Problem statement
Please copy out every line of the records that contains the string "green". Case counts.
[start]
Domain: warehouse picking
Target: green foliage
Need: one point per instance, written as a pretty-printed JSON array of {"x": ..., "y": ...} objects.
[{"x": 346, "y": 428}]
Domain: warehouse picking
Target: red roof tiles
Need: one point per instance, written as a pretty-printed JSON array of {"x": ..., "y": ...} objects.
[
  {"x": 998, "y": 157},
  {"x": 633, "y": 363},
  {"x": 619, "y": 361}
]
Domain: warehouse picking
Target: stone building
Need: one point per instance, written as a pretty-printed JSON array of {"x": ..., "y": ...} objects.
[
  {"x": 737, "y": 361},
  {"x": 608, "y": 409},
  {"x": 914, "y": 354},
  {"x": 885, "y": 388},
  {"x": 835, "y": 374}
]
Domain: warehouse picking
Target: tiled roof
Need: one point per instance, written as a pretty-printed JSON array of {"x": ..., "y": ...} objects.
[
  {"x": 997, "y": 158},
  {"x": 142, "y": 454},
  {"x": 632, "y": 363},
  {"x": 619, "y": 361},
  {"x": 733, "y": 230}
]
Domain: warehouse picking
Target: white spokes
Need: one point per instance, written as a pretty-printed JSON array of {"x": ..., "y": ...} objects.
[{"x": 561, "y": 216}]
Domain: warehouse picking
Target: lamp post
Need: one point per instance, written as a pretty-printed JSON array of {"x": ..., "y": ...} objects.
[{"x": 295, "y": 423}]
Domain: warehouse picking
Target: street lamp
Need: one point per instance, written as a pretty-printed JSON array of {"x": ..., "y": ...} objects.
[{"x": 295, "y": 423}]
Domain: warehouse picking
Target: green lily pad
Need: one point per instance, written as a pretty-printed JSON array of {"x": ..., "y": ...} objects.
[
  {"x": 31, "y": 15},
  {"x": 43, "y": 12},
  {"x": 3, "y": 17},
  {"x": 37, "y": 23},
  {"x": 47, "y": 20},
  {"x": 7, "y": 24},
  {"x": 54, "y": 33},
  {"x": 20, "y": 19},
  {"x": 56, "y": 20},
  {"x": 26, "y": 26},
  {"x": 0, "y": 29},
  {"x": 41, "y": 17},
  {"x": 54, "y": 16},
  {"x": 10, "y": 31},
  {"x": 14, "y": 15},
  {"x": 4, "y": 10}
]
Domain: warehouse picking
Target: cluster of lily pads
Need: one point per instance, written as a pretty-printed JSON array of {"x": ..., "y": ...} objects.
[end]
Full output
Target: green foliage
Target: green lily pad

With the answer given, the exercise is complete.